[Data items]
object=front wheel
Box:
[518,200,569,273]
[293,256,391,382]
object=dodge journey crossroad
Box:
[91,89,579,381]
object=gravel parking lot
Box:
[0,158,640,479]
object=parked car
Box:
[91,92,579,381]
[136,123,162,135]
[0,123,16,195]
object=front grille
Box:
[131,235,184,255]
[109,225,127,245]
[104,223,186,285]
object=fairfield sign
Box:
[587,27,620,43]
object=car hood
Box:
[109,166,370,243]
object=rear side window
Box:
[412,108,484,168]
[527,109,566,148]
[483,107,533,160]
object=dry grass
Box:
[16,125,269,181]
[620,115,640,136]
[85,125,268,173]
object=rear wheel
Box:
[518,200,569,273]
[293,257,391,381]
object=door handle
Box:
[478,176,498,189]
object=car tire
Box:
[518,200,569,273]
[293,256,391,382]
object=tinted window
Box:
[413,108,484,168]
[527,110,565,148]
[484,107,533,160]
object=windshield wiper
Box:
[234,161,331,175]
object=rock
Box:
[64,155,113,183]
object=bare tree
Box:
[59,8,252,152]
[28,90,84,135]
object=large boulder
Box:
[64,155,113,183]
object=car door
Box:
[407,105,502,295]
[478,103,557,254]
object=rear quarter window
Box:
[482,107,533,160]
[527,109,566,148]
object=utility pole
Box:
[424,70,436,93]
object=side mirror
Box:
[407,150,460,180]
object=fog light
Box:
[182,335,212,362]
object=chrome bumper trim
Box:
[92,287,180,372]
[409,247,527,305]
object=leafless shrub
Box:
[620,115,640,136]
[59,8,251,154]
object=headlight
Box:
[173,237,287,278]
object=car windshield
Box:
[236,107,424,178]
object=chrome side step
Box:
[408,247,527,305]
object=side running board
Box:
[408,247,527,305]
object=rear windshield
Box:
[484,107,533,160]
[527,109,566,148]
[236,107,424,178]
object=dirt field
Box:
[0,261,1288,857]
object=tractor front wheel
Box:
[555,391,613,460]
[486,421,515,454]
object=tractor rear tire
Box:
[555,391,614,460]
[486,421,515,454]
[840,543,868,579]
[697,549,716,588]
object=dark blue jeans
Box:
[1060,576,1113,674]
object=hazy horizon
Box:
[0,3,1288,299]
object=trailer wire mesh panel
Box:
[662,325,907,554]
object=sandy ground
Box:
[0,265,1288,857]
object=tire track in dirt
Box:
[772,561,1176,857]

● Exercise brief
Print the lines above again, character for character, from the first to the last.

● Answer to the task
object=front wheel
Box:
[518,200,569,273]
[293,256,391,382]
object=dodge journey crossroad
Box:
[91,89,579,381]
object=gravel parking lot
Box:
[0,158,640,479]
object=parked car
Box:
[91,92,579,381]
[136,123,162,135]
[0,123,16,195]
object=front grille
Box:
[131,235,184,255]
[109,225,127,245]
[104,223,186,285]
object=fairfield sign
Box:
[587,27,620,43]
object=car hood
Box:
[109,166,370,243]
object=rear side window
Box:
[412,108,484,168]
[527,109,566,148]
[483,107,533,160]
object=dry grass
Box:
[16,125,269,181]
[620,115,640,136]
[85,125,268,173]
object=rear wheel
Box:
[518,200,569,273]
[293,257,391,381]
object=door handle
Box:
[478,176,498,189]
object=car tire
Box:
[518,200,569,273]
[293,256,391,382]
object=tinted window
Box:
[413,108,484,168]
[527,110,565,148]
[484,107,533,160]
object=windshield wiper
Box:
[234,161,331,175]
object=rock
Box:
[64,155,113,183]
object=bare tree
Box:
[59,8,252,152]
[28,90,84,135]
object=large boulder
Box:
[64,155,113,183]
object=car door
Box:
[407,105,502,295]
[478,103,557,254]
object=rear quarter window
Box:
[482,107,533,160]
[527,109,566,148]
object=utility pole
Box:
[424,70,436,93]
object=side mirror
Box:
[407,150,460,180]
object=fog light
Box:
[182,335,212,362]
object=chrome bumper trim
Box:
[92,287,180,372]
[409,247,527,305]
object=leafless shrub
Box:
[620,115,640,136]
[59,8,251,154]
object=headlight
Box:
[173,237,287,278]
object=car windshield
Box:
[236,107,424,178]
object=chrome side step
Box:
[408,247,527,305]
object=side running board
Box:
[408,247,527,305]
object=rear windshield
Box:
[484,107,533,160]
[527,109,566,148]
[236,107,424,178]
object=dirt field
Box:
[0,261,1288,857]
object=tractor front wheel
Box:
[555,391,613,460]
[486,421,515,454]
object=tractor rear tire
Box:
[555,391,614,460]
[486,421,515,454]
[840,543,868,579]
[697,549,716,588]
object=dark blue jeans
Box:
[1060,576,1113,674]
object=hazy horizon
Box:
[0,3,1288,299]
object=trailer wire mesh panel
Box:
[662,325,907,554]
object=sandy ground
Box:
[0,265,1288,857]
object=tire track in dirt
Box:
[772,561,1176,857]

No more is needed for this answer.